(DATA EXTRACTS)
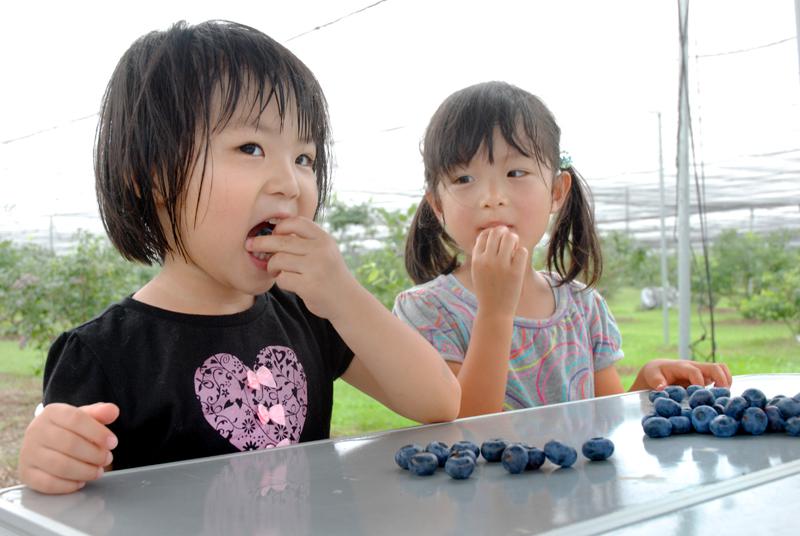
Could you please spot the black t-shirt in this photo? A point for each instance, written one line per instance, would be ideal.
(190, 386)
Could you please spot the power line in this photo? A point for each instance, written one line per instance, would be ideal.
(742, 50)
(321, 26)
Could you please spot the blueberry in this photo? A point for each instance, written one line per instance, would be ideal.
(701, 418)
(789, 407)
(514, 458)
(755, 397)
(423, 463)
(793, 426)
(657, 427)
(720, 391)
(723, 426)
(459, 466)
(666, 407)
(774, 399)
(701, 397)
(404, 453)
(598, 449)
(438, 449)
(492, 449)
(681, 424)
(654, 395)
(536, 458)
(560, 454)
(736, 406)
(776, 422)
(465, 444)
(754, 421)
(676, 392)
(692, 388)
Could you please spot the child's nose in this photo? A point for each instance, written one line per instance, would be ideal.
(282, 178)
(495, 193)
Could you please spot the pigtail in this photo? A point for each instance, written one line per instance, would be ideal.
(427, 252)
(574, 245)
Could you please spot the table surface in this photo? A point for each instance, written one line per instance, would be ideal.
(352, 485)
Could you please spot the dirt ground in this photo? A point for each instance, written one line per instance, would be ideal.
(18, 398)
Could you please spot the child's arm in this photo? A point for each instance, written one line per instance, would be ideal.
(392, 362)
(65, 446)
(497, 269)
(659, 373)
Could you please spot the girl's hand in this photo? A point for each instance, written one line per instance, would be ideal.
(306, 260)
(65, 446)
(659, 373)
(498, 267)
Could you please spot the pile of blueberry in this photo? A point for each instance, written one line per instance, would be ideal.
(460, 459)
(714, 410)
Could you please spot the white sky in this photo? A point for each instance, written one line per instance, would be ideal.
(603, 67)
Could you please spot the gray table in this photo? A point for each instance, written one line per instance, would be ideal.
(679, 485)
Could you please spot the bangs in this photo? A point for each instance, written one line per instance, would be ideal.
(465, 123)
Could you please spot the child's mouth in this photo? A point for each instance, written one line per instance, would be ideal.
(264, 228)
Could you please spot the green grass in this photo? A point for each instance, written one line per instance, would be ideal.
(747, 347)
(20, 362)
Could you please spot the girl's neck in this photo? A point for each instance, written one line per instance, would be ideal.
(537, 300)
(174, 290)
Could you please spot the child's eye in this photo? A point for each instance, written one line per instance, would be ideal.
(305, 160)
(252, 149)
(463, 179)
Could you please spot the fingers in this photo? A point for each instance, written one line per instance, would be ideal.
(43, 482)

(WHAT IS EXPECTED) A verbatim transcription of the records, pictures excluded, is the required output.

(ANSWER BOX)
Could you please spot the black t-shirt in this photo? A point for each instance, written one line per instance, would be ideal.
(190, 386)
Could you please spot the power line in this photo? A point for each instance, written one line per instance, would be ideal.
(742, 50)
(321, 26)
Could you please spot the blueberry in this photo? A point for each instance, written one line per instance, would be ideal.
(701, 418)
(789, 407)
(514, 458)
(755, 397)
(423, 463)
(793, 426)
(657, 427)
(720, 391)
(723, 426)
(459, 466)
(666, 407)
(774, 399)
(701, 397)
(404, 453)
(598, 449)
(438, 449)
(492, 449)
(681, 424)
(654, 395)
(536, 458)
(560, 454)
(736, 406)
(776, 422)
(465, 444)
(754, 421)
(676, 392)
(692, 388)
Could you please spot the child's nose in this photo? A point for each instance, written one line per instance, would be ideal.
(282, 178)
(495, 193)
Could you please spot the pigtail in this photo? A point for each instance, written one line per instance, would be ideal.
(427, 252)
(574, 245)
Could you please spot the table surface in this photo? A point for each instance, written one line per instance, would be ideal.
(352, 485)
Could you please spot the dirt ground in this photo? A point for each instance, written one line per instance, would be ideal.
(18, 398)
Could you please spot the child's arm in this photo? A point for each instance, written one line per instance, would be ideal.
(392, 362)
(65, 446)
(497, 269)
(659, 373)
Could you please spot the girl's hand in this photo? A point for each instance, written one line per instance, would be ideal.
(306, 260)
(65, 446)
(659, 373)
(498, 267)
Could you please spot the pile of blueberry in this photo? A point for each instance, written one line per instance, would be ideal.
(460, 459)
(714, 410)
Could you please spot the white sky in this photo? A point for each instance, written one line per instance, would be ideal.
(603, 67)
Could you please spot the gray table in this photo? A point for each instance, written one line per instance, would be ideal.
(679, 485)
Could you please spot the bangs in this photo? A point for each instance, written one line per instance, would be ideal.
(465, 123)
Could you please spot the child's mouth in this photo? A point for each instance, written one line per instance, would be ideal.
(264, 228)
Could you please spot the green grass in this photo? A point for each instance, written one line per instance, would be ideal.
(747, 347)
(20, 362)
Could you please spot the girl's neck in this photo? A point for each instance, written one line per instance, would be ideal.
(537, 300)
(174, 290)
Could you please spot the child's eye in this photo? A point for each instance, written one line per instance, would be ideal.
(305, 160)
(252, 149)
(463, 179)
Could you please spot the fingers in this photo? A point for each instance, written one line per instance, would be ideal.
(43, 482)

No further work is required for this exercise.